Pretty much by definition they are the same, if you have in mind the same
contour in each case.

What is not the same is a residue computation. For the origin you would
need a contour small enough that it only encloses the pole (if there is
one) at the origin (and of course itself hits no poles). For the residue
at infinity, one requires a contour sufficiently  "close" to infinity,
meaning it must "enclose" all finite poles on the outside of said contour.

In practice the residue at infinity is often computed by transforming
infinity to the origin, via z-->1/w, and then using a small contour. This
gives a factor of -1/w^2 in the integral. After sorting through the
algebra, I think it comes out as contourAtInfinityI below, where, as with
contourI (for the origin case), the distance r is meant to be small.

[Records of labeled points]
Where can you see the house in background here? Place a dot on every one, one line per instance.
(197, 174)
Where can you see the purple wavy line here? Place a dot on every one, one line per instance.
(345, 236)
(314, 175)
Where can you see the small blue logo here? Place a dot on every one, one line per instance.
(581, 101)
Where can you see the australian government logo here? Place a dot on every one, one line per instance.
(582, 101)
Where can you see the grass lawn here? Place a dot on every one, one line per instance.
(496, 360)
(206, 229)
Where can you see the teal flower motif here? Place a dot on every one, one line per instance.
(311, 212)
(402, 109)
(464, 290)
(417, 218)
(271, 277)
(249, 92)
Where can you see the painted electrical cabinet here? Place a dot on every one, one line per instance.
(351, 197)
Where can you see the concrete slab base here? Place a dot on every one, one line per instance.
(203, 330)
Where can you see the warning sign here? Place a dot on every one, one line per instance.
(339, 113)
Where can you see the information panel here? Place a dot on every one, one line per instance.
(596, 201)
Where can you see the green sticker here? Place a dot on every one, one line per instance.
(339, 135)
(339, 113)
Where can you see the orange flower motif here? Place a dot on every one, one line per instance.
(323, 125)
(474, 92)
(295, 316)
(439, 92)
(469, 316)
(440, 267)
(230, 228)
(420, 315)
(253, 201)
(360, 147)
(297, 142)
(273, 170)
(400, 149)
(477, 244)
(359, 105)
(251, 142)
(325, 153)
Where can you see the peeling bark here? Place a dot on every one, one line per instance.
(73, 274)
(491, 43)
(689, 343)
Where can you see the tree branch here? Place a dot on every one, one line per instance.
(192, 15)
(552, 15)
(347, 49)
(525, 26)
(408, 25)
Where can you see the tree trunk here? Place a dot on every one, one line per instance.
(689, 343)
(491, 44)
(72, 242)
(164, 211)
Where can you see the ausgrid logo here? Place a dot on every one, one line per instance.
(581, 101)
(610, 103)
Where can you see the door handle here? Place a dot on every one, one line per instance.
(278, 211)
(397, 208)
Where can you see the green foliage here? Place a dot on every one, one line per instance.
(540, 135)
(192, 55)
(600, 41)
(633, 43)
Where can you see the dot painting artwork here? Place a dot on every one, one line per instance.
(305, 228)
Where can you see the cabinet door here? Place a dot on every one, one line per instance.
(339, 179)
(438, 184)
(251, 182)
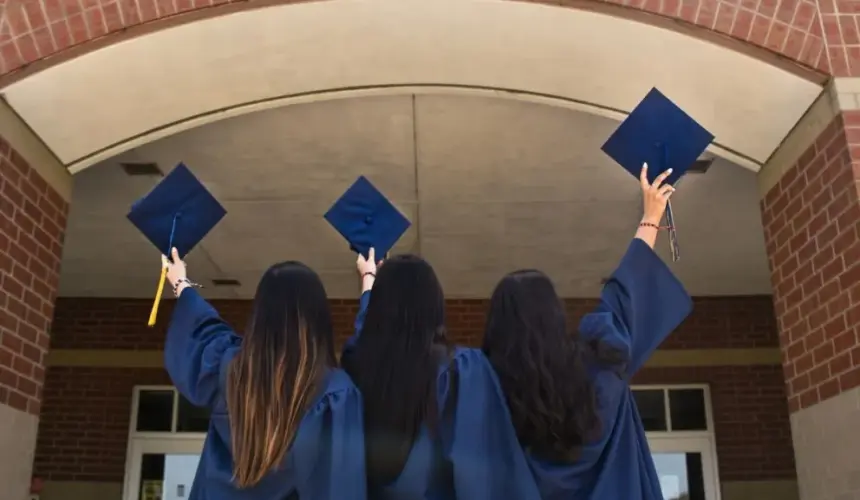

> Instructions to follow
Answer these questions from the excerpt on residue computation.
(a) For a residue at the origin, what is the only pole the contour may enclose?
(b) What substitution is often used to transform infinity to the origin?
(c) What factor does that substitution introduce into the integral?
The records are not needed for this work.

> Answer for the task
(a) The contour may enclose only the pole at the origin, if there is one, and it must hit no poles itself.
(b) The substitution z-->1/w.
(c) A factor of -1/w^2.